Set task: Can you reproduce the lines from the first one up to and including the line with "[[[169,164],[163,164],[163,176],[171,176],[171,167],[169,167]]]", requests included, with every coordinate in the answers scaled by 0.6 and rounded to whole numbers (halves round up), the numbers in the requests left as they are, and the pictures left out?
------------------------------------------------------------------------
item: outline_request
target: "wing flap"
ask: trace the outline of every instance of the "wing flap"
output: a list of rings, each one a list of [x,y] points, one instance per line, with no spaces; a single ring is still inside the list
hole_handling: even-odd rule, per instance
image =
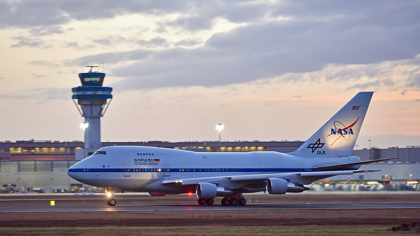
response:
[[[392,158],[386,158],[384,159],[379,159],[376,160],[365,160],[363,161],[359,161],[357,162],[352,162],[352,163],[347,163],[345,164],[340,164],[339,165],[328,165],[327,166],[318,166],[314,167],[313,168],[317,170],[329,170],[331,169],[336,169],[337,168],[344,168],[344,167],[349,167],[354,166],[354,165],[365,165],[370,164],[375,162],[378,162],[384,160],[388,160],[392,159],[396,159],[398,157],[393,157]]]

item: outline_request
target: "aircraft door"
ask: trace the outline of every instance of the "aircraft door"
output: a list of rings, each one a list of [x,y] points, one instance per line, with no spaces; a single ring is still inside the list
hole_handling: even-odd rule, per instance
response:
[[[130,164],[124,164],[124,176],[130,176]]]
[[[169,164],[163,164],[163,176],[171,176],[171,167],[169,167]]]

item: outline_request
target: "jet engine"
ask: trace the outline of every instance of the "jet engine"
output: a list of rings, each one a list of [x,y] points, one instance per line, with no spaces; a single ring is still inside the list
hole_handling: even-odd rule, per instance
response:
[[[270,194],[285,194],[287,193],[301,193],[310,189],[302,184],[289,183],[285,179],[272,178],[267,181],[267,192]]]
[[[272,178],[267,180],[267,192],[270,194],[286,194],[287,192],[287,181]]]
[[[165,193],[149,193],[148,194],[152,197],[163,197],[166,195]]]
[[[233,190],[227,187],[219,187],[209,183],[197,184],[195,194],[199,198],[210,199],[216,197],[228,197],[233,194]]]

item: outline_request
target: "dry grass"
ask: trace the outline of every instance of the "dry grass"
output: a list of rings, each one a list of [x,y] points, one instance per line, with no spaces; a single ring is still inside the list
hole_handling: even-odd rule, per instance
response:
[[[239,220],[240,219],[239,219]],[[74,228],[0,228],[0,235],[16,236],[137,236],[148,235],[330,235],[368,236],[412,235],[413,232],[394,233],[385,231],[391,226],[152,226]]]

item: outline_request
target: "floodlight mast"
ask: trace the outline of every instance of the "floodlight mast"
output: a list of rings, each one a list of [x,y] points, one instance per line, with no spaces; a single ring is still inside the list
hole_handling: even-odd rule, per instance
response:
[[[101,120],[105,107],[109,105],[112,99],[112,88],[102,86],[105,73],[103,73],[103,63],[100,66],[89,66],[82,69],[79,76],[81,86],[73,88],[72,98],[77,100],[76,106],[84,122],[80,128],[84,131],[84,153],[86,158],[102,147],[101,143]],[[110,102],[107,101],[110,99]],[[80,105],[79,110],[77,105]],[[108,106],[106,108],[108,108]],[[106,109],[105,109],[106,110]]]
[[[223,127],[225,126],[221,124],[219,124],[216,126],[216,129],[219,130],[219,152],[221,152],[222,145],[221,145],[221,131],[223,129]]]

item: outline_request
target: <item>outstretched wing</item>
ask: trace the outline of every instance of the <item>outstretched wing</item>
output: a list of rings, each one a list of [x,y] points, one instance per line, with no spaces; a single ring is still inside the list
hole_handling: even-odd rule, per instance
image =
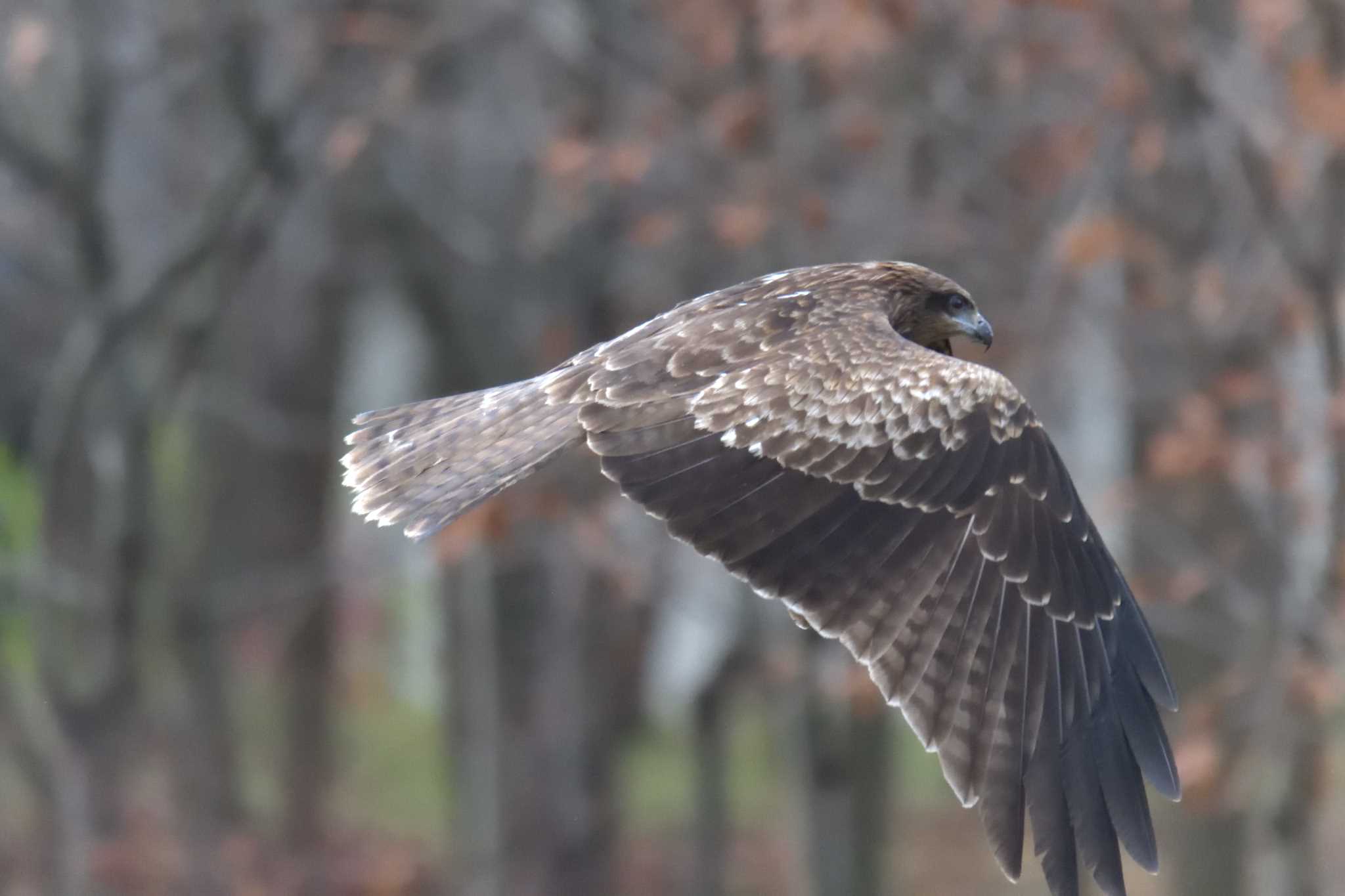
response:
[[[1157,868],[1143,778],[1178,797],[1173,686],[1003,376],[798,290],[599,347],[550,388],[625,494],[869,668],[1009,877],[1025,810],[1057,896],[1080,858],[1123,893],[1118,840]]]

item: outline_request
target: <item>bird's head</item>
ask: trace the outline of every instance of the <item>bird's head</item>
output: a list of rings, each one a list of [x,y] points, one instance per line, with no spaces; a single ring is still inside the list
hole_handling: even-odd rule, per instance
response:
[[[966,336],[990,348],[995,332],[962,286],[928,267],[908,263],[885,266],[890,279],[892,326],[912,343],[944,355],[951,341]]]

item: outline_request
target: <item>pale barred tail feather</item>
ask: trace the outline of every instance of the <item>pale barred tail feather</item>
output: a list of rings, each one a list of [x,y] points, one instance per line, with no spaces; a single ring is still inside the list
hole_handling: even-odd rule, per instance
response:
------------------------------------------------------------------------
Response:
item: outline_request
target: "wing flap"
ask: trace the outline of every instance of the "wing flap"
output: a list of rings, each one a list of [x,y] points, one instance per line, with no spaces; a single ring is still inside the list
hole_handling: even-odd rule, per instance
image =
response:
[[[235,95],[232,95],[230,95],[227,95],[226,96],[219,96],[218,97],[215,97],[214,97],[211,97],[211,98],[208,98],[207,98],[204,98],[203,99],[197,99],[196,100],[191,100],[188,100],[188,101],[190,102],[197,102],[199,101],[202,101],[202,101],[206,101],[206,100],[209,100],[212,100],[212,99],[219,99],[222,98],[225,97],[227,97],[230,96],[233,96],[235,95],[238,95],[239,94],[236,94]]]

item: outline_request
target: "aircraft door"
ask: trace the outline of every instance of the "aircraft door"
output: a list of rings, each one a list of [x,y] points, one instance per line, with no spaces; a single ring is still inside the list
hole_handling: even-odd rule, per instance
response:
[[[78,98],[74,98],[74,106],[78,106]]]
[[[101,98],[98,98],[98,106],[103,106],[103,100],[101,100]]]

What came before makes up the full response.